> TASKS AND EXERCISES:
(a) In the AKS Secure runbook, roughly how much does Part C cost?
(b) Write out the AKS Secure runbook from "Owner: Sagar  |  Time: ~5" to "auth path end-to-end.", word for word.
(c) Extend the AKS Secure runbook beyond its last line.

───── TEXT BLOCK

Skip to content

Manual Test Runbook — F3: AKS Secure

Owner: Sagar  |  Time: ~5 min (Parts A + B, offline) · +30 min Part C (sandbox apply, ~$10) · +30 min Part D (kubectl + Workload Identity probe, optional)  |  Sandbox: snowops-sandbox-01

Promotes F3 (modules/azure/aks-secure/) from 🟦 Code Complete → 🟩 Shipped. Part C costs ~$10 (4 D4ds_v5 VMs + public LB for ~30 min). Skip Part D if you don't need to verify the in-cluster auth path end-to-end.


Prerequisites

  • Sandbox subscription access active (PIM activated if required)
  • az login done; az account show confirms the sandbox subscription is selected
  • Identity has Contributor + Network Contributor + User Access Administrator on the sandbox subscription
  • Local tooling: terraform >= 1.6, go >= 1.22, az CLI >= 2.50, kubectl >= 1.28, jq
  • SNOWOPS_SANDBOX_SUBSCRIPTION_ID and SNOWOPS_SANDBOX_TENANT_ID env vars set
  • (Part C only) SNOWOPS_AAD_BREAKGLASS_GROUP_OBJECT_ID env var set — an AAD group object ID that should receive cluster-admin via AAD-RBAC. Create one in the sandbox tenant if needed: az ad group create --display-name "snowops-aks-admins" --mail-nickname "snowops-aks-admins".
  • Working directory: repo root

Steps

Part A — terraform fmt + validate (offline, ~2 min)

  1. Confirm formatting + structural validity of the module on its own:
terraform -chdir=modules/azure/aks-secure fmt -check
terraform -chdir=modules/azure/aks-secure init -backend=false -input=false
terraform -chdir=modules/azure/aks-secure validate

Expected: Success! The configuration is valid.

  1. Confirm the basic example also passes:
terraform -chdir=modules/azure/aks-secure/examples/basic fmt -check
terraform -chdir=modules/azure/aks-secure/examples/basic init -backend=false -input=false
terraform -chdir=modules/azure/aks-secure/examples/basic validate

Expected: Success! The configuration is valid.

──────────
───── DATA EXTRACT

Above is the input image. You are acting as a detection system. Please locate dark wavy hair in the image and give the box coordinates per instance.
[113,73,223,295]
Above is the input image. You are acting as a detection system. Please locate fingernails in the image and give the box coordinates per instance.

──────────

> ANSWER LIST:
(a) About $10.

(b)
Owner: Sagar  |  Time: ~5 min (Parts A + B, offline) · +30 min Part C (sandbox apply, ~$10) · +30 min Part D (kubectl + Workload Identity probe, optional)  |  Sandbox: snowops-sandbox-01

Promotes F3 (modules/azure/aks-secure/) from 🟦 Code Complete → 🟩 Shipped. Part C costs ~$10 (4 D4ds_v5 VMs + public LB for ~30 min). Skip Part D if you don't need to verify the in-cluster auth path end-to-end.

(c)
  1. Run the F3-relevant offline Terratest cases:
cd tests/terratest
go test -v -timeout 5m ./modules/azure/... \
  -run 'TestAKSSecureValidate|TestF3ClusterContractConformance|TestContractsRejectBadLiterals'

Expected: 3 top-level tests pass; the cluster-missing-endpoint sub-test under TestContractsRejectBadLiterals is the F3-relevant negative case.


Part B — full Terratest suite (offline, ~3 min)

  1. Run the whole offline suite to confirm F3 hasn't regressed any earlier module:
cd tests/terratest
go test -v -timeout 10m ./...

Expected: 15 top-level tests pass (TestNoopHarness, TestBaselineValidate, TestStateBackendValidate, TestSandboxValidate, TestF1ContractConformance, TestF6ObjectStoreContractConformance, TestF2NetworkContractConformance, TestNetworkHubValidate, TestACRValidate, TestF4RegistryContractConformance, TestKeyVaultValidate, TestF5KVContractConformance, TestAKSSecureValidate, TestF3ClusterContractConformance, TestContractsRejectBadLiterals with 8 sub-tests).

  1. Sanity-check the integration test compiles even without running it:
cd tests/terratest
go vet -tags integration ./...
go build -tags integration ./...

Expected: no errors.


Part C — integration test (real Azure apply + destroy, ~30 min, ~$10)

Skip if iterating on offline changes only. Cost is dominated by the four Standard_D4ds_v5 VMs that the system + apps pools spin up.

  1. Export sandbox env vars + the break-glass group object ID:
export SNOWOPS_SANDBOX_SUBSCRIPTION_ID="<sandbox-subscription-guid>"
export SNOWOPS_SANDBOX_TENANT_ID="<sandbox-tenant-guid>"
export SNOWOPS_AAD_BREAKGLASS_GROUP_OBJECT_ID="<aad-group-object-id>"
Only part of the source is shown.